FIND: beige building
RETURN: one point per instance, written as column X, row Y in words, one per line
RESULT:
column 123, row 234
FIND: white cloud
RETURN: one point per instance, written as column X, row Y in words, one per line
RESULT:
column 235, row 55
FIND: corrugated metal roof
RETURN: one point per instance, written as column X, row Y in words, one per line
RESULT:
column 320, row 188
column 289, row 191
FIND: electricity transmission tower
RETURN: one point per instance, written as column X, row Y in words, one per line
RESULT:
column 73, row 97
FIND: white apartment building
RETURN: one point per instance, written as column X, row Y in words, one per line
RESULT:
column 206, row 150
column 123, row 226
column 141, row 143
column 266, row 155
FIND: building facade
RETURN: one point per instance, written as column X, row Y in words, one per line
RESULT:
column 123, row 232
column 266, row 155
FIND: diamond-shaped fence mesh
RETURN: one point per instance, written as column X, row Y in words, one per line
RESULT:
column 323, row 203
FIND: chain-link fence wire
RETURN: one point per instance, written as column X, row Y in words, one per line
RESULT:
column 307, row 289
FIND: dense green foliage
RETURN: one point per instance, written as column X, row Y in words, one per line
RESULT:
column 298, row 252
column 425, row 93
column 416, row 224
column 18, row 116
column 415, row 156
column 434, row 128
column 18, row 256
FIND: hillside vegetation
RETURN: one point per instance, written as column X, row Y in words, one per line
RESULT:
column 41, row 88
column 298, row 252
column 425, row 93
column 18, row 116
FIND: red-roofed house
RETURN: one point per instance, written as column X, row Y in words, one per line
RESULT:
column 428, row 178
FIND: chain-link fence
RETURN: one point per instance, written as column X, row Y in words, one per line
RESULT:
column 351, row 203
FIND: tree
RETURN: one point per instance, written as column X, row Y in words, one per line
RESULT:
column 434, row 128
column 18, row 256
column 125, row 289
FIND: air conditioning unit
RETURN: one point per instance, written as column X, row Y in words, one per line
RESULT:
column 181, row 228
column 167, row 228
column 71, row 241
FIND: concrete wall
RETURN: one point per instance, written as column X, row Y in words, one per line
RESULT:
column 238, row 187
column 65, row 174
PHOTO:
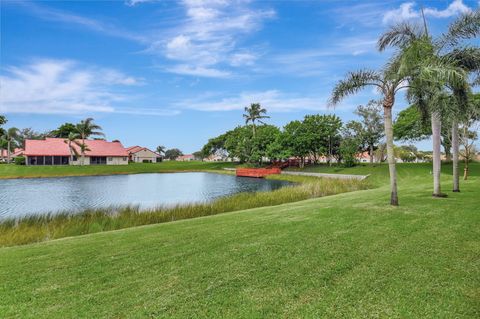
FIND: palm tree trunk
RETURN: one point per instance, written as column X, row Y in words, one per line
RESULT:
column 387, row 110
column 455, row 151
column 437, row 155
column 8, row 151
column 371, row 154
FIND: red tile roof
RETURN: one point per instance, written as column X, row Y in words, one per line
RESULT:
column 16, row 152
column 135, row 149
column 58, row 147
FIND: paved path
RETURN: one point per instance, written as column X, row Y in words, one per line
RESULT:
column 340, row 176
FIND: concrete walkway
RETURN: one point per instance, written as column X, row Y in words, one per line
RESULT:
column 340, row 176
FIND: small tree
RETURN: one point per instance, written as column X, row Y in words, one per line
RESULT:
column 372, row 125
column 255, row 113
column 173, row 153
column 348, row 150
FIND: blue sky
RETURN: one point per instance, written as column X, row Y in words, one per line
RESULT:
column 155, row 72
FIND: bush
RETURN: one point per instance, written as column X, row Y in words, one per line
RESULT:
column 20, row 160
column 348, row 150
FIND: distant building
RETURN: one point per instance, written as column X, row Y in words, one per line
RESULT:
column 186, row 158
column 54, row 151
column 139, row 154
column 16, row 153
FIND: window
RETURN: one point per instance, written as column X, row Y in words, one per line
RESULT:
column 94, row 160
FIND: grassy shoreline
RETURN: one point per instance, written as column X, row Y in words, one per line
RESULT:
column 11, row 171
column 30, row 229
column 349, row 255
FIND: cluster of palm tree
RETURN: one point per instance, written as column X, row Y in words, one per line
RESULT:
column 76, row 138
column 435, row 73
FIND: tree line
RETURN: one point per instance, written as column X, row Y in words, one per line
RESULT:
column 437, row 73
column 314, row 137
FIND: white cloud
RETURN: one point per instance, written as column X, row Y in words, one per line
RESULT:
column 404, row 12
column 64, row 87
column 51, row 14
column 456, row 7
column 185, row 69
column 132, row 3
column 273, row 100
column 206, row 42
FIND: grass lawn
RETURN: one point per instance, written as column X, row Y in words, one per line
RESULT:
column 347, row 256
column 19, row 171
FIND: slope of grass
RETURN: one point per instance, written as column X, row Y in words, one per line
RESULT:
column 346, row 256
column 18, row 171
column 51, row 226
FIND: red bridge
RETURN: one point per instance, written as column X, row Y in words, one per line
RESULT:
column 258, row 172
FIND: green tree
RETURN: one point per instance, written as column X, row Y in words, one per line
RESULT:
column 294, row 139
column 372, row 130
column 72, row 141
column 28, row 134
column 11, row 137
column 388, row 81
column 64, row 130
column 85, row 129
column 255, row 113
column 173, row 153
column 319, row 132
column 434, row 66
column 3, row 121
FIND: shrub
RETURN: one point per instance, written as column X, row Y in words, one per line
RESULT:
column 348, row 150
column 20, row 160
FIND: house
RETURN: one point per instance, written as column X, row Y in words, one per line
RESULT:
column 54, row 151
column 140, row 154
column 186, row 158
column 16, row 153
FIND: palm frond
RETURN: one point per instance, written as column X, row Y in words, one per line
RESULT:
column 399, row 36
column 467, row 26
column 353, row 83
column 467, row 58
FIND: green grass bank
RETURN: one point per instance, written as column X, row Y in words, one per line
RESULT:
column 343, row 256
column 51, row 226
column 21, row 171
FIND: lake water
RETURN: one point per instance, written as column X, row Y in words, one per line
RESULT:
column 20, row 197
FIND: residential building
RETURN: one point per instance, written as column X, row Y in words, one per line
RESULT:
column 139, row 154
column 186, row 158
column 55, row 151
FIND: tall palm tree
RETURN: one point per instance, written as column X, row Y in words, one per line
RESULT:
column 72, row 140
column 420, row 49
column 255, row 113
column 388, row 82
column 85, row 129
column 161, row 149
column 11, row 135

########

Task description. Copy out the data word for word, from the line containing "FIND: tall palm tree" through the end of the data.

Exercise response.
FIND: tall palm tree
RETURN: one point per instance, written as column X, row Y in words, one per line
RESULT:
column 72, row 140
column 420, row 49
column 255, row 113
column 388, row 82
column 85, row 129
column 161, row 149
column 11, row 135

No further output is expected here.